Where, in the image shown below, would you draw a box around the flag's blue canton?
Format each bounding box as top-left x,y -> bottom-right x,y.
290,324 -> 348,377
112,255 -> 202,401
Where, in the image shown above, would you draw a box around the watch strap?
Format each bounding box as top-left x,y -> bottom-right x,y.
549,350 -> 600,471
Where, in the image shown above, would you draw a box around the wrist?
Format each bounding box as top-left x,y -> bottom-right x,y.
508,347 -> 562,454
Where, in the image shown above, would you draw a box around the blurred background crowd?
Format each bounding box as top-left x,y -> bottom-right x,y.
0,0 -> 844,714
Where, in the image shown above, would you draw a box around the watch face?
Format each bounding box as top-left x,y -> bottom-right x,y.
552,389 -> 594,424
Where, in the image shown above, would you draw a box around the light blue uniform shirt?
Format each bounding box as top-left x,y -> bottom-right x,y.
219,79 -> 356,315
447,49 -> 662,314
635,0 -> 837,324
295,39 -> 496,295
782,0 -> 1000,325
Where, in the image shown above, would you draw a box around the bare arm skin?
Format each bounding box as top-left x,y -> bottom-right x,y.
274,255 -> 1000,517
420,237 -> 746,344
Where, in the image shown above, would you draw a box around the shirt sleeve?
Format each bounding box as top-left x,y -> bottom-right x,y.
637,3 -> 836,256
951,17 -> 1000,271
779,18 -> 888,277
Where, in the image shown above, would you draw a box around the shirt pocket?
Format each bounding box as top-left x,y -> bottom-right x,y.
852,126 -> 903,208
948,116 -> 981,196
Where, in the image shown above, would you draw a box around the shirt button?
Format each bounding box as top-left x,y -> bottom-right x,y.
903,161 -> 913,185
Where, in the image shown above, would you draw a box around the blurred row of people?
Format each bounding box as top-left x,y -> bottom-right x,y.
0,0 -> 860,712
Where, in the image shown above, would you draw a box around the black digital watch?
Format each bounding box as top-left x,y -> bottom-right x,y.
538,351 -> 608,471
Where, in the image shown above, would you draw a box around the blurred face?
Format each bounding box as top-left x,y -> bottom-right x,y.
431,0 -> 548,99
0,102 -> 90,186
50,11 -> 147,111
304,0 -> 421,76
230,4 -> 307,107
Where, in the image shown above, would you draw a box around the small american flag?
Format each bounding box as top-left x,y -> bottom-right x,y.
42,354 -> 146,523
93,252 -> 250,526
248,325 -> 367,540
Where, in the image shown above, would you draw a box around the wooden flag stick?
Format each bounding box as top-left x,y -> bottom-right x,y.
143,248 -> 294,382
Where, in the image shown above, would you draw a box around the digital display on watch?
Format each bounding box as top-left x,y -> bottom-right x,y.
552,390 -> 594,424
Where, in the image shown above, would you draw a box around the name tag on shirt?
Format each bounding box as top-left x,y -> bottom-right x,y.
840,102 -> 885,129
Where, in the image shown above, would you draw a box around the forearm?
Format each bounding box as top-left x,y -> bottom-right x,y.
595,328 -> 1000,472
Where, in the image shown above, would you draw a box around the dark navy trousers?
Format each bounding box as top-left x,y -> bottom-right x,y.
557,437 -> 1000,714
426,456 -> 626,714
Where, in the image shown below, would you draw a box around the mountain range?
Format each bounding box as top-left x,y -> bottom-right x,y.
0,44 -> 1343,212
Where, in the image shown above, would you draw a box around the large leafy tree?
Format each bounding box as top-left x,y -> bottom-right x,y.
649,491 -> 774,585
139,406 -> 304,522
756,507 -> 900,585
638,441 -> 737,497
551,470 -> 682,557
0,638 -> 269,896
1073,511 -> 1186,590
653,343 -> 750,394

—————

The exercise -
List every line above that contains the string "blurred", copying each one in full. Treat uppercase and lowercase letters as different.

Final answer -
Where, in the image shown above, would you draw a box around the blurred background crowd?
Where, in the image shown above, would you draw a box around the blurred row of people?
Where, in the image shown above, would you draw a box around the blurred face?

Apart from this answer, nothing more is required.